Action item:
For each line below that includes the string "white", show the whole line.

Given data:
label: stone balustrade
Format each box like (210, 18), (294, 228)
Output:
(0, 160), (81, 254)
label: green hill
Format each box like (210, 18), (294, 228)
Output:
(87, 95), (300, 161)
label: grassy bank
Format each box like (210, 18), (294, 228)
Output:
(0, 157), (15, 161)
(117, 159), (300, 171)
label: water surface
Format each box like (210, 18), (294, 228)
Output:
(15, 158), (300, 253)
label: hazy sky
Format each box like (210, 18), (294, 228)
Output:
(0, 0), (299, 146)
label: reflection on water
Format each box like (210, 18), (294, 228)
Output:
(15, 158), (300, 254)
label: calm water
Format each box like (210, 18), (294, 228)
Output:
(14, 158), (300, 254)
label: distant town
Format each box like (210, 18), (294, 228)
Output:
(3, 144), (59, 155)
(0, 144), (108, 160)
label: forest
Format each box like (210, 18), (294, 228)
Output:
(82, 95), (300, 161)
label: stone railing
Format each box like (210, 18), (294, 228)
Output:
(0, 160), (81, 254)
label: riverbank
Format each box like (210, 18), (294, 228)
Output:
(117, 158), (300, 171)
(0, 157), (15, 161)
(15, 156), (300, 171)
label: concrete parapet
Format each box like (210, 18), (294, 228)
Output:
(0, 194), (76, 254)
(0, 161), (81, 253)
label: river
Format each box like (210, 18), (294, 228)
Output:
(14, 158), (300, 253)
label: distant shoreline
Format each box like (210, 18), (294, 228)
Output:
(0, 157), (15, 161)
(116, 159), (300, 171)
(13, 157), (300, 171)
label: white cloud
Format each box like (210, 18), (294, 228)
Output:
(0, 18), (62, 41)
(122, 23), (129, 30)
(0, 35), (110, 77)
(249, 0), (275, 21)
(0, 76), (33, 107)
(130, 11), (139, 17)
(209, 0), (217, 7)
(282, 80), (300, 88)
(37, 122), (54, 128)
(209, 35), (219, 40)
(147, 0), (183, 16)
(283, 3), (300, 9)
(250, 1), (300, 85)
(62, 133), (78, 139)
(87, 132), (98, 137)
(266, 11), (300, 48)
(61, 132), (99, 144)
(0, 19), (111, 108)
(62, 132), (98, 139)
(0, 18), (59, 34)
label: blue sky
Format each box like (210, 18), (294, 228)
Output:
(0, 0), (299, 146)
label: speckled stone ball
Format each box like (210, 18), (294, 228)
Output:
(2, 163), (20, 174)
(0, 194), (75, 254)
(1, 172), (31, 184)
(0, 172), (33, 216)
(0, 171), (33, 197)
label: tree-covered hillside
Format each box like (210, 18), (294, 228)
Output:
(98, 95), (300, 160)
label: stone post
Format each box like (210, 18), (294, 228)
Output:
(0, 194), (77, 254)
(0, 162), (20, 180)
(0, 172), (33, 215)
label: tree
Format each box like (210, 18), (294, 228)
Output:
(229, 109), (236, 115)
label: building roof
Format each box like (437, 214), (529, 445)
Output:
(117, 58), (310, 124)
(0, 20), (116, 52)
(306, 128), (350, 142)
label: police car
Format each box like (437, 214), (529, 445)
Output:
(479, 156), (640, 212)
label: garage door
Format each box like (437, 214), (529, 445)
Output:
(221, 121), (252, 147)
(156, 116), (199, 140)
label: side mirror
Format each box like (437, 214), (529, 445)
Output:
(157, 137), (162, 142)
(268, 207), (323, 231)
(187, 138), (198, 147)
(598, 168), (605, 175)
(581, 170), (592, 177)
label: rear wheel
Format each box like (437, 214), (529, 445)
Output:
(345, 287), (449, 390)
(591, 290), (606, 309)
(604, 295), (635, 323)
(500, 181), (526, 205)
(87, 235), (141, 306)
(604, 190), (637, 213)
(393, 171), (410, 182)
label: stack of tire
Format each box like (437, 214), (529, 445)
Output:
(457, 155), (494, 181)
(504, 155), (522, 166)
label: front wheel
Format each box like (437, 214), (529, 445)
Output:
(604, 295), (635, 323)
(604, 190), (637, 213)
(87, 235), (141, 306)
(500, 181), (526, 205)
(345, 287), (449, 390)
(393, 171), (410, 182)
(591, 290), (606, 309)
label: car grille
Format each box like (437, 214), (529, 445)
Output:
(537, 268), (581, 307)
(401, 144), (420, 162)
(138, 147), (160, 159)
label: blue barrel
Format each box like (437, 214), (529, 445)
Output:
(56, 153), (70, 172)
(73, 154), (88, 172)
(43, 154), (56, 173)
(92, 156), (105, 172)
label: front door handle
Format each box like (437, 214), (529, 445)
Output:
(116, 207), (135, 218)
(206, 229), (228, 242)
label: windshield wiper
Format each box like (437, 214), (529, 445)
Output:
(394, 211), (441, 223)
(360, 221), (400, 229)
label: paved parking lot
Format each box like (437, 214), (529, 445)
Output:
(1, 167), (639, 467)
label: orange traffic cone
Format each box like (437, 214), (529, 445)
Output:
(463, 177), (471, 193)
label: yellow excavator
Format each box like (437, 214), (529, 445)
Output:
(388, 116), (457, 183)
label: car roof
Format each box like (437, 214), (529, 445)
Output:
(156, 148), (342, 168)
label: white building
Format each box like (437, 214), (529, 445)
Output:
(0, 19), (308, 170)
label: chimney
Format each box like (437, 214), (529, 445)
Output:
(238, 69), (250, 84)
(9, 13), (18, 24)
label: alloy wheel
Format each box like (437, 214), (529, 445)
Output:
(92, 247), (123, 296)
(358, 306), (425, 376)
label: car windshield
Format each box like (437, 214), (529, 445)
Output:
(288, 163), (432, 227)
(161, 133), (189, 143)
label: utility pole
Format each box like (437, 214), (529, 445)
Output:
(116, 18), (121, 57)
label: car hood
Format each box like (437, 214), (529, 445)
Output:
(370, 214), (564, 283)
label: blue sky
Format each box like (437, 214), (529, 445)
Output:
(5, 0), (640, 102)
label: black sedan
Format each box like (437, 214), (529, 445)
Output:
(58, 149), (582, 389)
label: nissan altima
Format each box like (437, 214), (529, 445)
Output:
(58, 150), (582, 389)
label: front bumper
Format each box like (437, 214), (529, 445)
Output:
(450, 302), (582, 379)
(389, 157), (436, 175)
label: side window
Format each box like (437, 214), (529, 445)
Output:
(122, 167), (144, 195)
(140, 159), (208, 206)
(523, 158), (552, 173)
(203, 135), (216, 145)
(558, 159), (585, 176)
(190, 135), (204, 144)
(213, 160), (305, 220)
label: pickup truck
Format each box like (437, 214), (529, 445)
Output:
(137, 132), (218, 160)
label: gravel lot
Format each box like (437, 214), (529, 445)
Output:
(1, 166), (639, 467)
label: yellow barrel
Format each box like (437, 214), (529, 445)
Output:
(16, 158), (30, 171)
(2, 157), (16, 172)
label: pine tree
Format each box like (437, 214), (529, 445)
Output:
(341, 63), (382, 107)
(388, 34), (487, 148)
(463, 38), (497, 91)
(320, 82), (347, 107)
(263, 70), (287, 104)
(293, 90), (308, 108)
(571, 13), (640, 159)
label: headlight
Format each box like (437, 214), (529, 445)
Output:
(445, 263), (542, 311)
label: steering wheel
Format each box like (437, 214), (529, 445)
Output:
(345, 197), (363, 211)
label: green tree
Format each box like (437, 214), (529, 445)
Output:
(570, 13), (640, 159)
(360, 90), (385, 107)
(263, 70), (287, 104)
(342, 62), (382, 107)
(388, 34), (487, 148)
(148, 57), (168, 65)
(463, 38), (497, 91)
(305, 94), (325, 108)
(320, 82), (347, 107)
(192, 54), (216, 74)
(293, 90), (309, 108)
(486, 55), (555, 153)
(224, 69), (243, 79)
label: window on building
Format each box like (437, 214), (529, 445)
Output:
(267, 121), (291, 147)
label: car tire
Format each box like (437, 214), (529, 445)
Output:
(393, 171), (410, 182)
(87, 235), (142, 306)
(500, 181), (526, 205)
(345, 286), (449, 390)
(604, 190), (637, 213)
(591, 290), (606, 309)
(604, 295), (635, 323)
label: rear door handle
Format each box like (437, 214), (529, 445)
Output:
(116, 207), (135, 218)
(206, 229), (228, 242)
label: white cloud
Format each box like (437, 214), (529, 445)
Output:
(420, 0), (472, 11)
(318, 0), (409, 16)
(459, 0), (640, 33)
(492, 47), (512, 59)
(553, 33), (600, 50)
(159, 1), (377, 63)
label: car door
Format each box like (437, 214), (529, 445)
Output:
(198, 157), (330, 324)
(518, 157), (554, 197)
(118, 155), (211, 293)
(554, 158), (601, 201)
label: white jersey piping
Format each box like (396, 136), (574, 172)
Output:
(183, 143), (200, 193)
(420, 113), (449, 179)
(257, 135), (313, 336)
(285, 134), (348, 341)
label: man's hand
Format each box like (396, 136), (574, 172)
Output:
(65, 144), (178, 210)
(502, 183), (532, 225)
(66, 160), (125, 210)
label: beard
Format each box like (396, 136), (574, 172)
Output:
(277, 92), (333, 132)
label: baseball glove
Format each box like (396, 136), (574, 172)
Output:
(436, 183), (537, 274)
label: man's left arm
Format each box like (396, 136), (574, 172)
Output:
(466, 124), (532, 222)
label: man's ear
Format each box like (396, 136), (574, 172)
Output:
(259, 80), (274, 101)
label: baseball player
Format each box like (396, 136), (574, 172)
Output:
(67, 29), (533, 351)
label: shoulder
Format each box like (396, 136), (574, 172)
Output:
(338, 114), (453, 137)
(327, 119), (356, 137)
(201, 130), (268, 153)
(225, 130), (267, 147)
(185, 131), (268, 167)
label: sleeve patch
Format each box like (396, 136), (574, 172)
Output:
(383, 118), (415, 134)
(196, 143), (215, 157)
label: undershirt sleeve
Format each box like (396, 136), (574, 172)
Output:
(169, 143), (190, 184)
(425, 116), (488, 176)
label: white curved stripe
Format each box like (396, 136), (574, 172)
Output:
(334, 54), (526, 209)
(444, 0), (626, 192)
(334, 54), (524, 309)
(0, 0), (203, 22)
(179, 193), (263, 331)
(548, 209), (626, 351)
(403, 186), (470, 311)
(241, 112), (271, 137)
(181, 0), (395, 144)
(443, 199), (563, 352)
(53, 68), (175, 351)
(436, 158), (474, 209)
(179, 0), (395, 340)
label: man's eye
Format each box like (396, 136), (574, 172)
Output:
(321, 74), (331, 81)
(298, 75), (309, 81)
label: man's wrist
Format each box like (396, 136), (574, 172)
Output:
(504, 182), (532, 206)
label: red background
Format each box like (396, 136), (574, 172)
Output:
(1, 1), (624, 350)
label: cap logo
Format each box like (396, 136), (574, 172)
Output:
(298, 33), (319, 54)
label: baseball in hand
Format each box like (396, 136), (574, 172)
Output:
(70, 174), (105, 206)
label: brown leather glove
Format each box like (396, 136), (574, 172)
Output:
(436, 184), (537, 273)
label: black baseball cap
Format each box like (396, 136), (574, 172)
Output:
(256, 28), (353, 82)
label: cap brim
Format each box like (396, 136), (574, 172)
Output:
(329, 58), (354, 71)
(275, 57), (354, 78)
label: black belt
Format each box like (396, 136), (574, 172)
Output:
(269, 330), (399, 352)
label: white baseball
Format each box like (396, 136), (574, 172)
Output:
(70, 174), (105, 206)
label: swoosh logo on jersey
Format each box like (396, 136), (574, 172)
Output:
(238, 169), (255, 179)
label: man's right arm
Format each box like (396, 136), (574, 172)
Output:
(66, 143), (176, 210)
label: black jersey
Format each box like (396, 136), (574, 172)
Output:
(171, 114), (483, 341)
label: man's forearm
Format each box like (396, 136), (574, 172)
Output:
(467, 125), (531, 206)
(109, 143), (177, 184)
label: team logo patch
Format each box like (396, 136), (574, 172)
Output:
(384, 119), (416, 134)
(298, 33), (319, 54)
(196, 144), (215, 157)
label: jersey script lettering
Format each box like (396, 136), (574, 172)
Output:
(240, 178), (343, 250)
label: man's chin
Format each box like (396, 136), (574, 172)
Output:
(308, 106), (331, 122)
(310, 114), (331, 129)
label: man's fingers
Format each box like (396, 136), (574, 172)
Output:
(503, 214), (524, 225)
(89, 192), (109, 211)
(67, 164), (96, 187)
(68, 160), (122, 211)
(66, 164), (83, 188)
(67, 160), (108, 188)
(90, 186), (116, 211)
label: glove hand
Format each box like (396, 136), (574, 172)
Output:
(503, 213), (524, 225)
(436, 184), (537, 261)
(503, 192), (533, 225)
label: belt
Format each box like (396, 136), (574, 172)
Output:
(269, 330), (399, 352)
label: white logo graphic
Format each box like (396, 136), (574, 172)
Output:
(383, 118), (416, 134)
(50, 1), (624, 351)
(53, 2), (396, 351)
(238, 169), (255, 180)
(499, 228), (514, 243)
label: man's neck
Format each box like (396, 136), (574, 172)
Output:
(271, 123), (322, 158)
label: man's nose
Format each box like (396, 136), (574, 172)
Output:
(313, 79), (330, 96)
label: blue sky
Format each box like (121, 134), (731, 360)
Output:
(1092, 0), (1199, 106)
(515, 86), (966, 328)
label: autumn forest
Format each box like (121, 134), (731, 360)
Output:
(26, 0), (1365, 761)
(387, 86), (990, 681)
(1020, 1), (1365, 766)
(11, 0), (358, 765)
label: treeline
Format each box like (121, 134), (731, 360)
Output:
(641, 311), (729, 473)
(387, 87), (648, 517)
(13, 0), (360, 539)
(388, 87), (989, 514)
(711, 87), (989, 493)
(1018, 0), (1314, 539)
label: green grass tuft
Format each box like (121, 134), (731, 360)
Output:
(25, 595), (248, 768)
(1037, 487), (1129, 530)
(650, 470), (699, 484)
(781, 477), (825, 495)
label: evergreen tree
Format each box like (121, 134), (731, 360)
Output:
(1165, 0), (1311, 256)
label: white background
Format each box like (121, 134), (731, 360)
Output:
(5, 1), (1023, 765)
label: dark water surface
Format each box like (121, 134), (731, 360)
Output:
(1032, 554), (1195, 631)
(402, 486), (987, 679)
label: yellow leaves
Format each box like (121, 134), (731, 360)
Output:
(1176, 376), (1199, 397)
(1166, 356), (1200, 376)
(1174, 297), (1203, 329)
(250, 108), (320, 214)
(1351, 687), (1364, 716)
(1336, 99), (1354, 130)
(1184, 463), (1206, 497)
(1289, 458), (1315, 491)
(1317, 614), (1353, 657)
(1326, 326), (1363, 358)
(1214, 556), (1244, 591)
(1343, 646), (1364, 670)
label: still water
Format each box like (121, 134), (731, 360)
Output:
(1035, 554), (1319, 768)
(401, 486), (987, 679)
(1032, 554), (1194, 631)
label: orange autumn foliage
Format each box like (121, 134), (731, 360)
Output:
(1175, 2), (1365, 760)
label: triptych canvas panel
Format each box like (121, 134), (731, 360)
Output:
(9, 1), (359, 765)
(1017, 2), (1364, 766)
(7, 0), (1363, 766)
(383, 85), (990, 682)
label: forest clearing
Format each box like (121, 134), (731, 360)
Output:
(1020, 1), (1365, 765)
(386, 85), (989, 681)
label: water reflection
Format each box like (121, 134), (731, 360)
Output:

Your solution:
label: white cloud
label: white building
label: white cloud
label: white jersey piping
label: white curved stripe
label: white baseball
label: white logo graphic
label: white background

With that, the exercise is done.